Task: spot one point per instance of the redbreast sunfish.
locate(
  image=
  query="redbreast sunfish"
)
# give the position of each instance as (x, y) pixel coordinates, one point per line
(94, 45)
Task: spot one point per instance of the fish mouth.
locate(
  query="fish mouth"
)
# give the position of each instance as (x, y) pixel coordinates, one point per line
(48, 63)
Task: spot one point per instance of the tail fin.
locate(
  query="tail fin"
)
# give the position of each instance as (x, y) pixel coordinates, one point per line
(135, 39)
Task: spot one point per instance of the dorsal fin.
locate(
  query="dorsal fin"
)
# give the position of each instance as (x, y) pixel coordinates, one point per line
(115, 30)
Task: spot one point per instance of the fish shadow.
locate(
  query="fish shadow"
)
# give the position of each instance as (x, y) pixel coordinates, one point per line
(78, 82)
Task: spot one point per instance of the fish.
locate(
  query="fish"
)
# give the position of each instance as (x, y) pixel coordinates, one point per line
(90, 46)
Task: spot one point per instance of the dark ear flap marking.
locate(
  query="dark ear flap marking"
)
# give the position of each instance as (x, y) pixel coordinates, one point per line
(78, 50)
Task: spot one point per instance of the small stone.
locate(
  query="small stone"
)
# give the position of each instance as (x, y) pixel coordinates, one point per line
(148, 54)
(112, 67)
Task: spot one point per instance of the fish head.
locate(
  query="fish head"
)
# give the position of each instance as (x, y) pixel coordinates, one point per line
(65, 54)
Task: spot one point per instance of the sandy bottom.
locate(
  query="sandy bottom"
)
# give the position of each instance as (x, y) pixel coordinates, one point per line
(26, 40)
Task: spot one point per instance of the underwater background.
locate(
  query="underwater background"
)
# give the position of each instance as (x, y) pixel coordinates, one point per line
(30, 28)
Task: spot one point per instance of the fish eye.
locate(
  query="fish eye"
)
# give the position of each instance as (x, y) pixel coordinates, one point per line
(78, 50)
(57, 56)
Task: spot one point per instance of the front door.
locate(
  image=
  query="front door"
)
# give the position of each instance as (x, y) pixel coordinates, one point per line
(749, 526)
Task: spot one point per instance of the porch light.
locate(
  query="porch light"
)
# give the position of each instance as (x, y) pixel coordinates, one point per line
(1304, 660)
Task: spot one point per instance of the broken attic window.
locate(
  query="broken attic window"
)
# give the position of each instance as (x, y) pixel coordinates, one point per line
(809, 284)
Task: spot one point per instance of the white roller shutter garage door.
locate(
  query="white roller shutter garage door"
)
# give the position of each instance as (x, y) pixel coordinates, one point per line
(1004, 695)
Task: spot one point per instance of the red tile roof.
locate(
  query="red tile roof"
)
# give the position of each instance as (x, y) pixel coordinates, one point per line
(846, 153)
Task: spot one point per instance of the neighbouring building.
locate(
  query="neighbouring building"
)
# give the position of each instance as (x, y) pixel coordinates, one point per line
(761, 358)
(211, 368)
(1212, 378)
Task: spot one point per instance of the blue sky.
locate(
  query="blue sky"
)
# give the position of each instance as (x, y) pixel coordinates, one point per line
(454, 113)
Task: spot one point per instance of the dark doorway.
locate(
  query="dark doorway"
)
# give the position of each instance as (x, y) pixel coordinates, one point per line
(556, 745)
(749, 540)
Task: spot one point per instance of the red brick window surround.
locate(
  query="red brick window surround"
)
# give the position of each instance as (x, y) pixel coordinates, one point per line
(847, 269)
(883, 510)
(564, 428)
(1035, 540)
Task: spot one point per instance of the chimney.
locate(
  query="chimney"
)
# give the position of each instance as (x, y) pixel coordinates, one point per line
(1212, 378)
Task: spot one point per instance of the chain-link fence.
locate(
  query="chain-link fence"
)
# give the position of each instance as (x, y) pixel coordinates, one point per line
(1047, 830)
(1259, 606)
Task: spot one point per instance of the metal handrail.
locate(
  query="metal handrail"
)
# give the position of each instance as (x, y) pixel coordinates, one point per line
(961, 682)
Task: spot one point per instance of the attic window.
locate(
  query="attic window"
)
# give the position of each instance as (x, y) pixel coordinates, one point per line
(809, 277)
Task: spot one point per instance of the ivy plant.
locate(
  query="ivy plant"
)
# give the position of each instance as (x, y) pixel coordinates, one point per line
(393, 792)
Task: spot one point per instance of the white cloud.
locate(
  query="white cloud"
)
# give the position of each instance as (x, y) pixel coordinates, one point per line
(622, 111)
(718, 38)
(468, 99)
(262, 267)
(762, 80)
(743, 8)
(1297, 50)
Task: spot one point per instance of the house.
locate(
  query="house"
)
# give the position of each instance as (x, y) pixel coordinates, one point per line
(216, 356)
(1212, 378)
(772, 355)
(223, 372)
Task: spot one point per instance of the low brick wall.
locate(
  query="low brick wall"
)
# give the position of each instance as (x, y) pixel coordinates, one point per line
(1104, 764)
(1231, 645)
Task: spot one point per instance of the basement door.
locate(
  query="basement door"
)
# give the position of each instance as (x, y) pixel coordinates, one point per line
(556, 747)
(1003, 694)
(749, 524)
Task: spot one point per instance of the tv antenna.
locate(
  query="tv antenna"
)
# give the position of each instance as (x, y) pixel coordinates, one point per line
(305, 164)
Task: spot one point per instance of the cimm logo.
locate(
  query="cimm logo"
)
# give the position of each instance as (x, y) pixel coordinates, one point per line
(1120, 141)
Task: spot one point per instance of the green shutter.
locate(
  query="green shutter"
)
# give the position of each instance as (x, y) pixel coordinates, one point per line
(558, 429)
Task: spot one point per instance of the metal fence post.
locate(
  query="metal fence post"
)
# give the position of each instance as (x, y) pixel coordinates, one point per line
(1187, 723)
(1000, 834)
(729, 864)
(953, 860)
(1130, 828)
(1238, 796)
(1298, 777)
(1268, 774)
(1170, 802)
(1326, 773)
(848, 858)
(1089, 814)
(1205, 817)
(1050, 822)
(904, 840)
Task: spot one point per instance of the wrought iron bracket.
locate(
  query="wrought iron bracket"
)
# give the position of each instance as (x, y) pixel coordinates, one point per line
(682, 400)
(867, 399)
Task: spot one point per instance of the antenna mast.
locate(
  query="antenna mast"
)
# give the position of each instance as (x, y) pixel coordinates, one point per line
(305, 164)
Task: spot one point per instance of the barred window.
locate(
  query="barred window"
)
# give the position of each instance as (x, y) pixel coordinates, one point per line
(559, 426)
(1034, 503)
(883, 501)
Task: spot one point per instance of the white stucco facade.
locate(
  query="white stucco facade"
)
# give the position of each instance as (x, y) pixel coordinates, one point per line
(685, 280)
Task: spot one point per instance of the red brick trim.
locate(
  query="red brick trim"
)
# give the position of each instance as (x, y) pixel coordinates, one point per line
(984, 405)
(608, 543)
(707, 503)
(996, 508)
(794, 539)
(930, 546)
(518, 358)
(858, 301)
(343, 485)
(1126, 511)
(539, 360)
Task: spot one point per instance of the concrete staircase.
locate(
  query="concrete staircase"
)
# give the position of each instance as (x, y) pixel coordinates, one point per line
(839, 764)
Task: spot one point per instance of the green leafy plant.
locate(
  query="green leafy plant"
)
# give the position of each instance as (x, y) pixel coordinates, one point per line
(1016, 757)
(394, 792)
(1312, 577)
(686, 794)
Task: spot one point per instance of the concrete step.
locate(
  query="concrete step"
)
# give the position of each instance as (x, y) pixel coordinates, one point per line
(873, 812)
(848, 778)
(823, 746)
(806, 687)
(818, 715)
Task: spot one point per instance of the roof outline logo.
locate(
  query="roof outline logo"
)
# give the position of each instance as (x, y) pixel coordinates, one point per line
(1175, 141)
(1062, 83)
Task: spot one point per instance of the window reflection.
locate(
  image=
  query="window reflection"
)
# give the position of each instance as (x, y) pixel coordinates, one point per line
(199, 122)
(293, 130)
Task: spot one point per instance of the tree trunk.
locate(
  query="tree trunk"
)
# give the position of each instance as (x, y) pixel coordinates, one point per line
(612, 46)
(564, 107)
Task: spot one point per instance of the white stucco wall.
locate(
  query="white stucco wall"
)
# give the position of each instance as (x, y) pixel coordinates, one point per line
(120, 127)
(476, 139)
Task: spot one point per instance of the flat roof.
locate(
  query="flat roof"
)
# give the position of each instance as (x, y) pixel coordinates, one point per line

________

### Consigne
Reprends sous forme de liste numérotée les lignes ci-dessus, en commençant à celle qui contient "Task: spot one point per instance of the window" et en terminant à la dernière ligne, ces deux bornes comprises. Omets les lignes vides.

### Réponse
1. Task: spot one point per instance of the window reflection.
2. locate(
3.   image=
4.   query="window reflection"
5. )
6. # give the position of each instance as (x, y) pixel coordinates, one point per line
7. (199, 122)
8. (293, 130)
9. Task: spot one point per instance of the tree trunk.
10. locate(
11.   query="tree trunk"
12. )
13. # give the position of each instance as (x, y) pixel coordinates, one point per line
14. (612, 46)
15. (564, 107)
16. Task: spot one point per instance of the white stucco wall.
17. locate(
18.   query="white stucco wall"
19. )
20. # give the position of each instance as (x, y) pixel coordinates, one point per line
21. (120, 127)
22. (476, 139)
23. Task: spot one point per instance of the flat roof.
24. locate(
25.   query="flat roof"
26. )
27. # give the position of each instance as (x, y) pixel coordinates, one point per line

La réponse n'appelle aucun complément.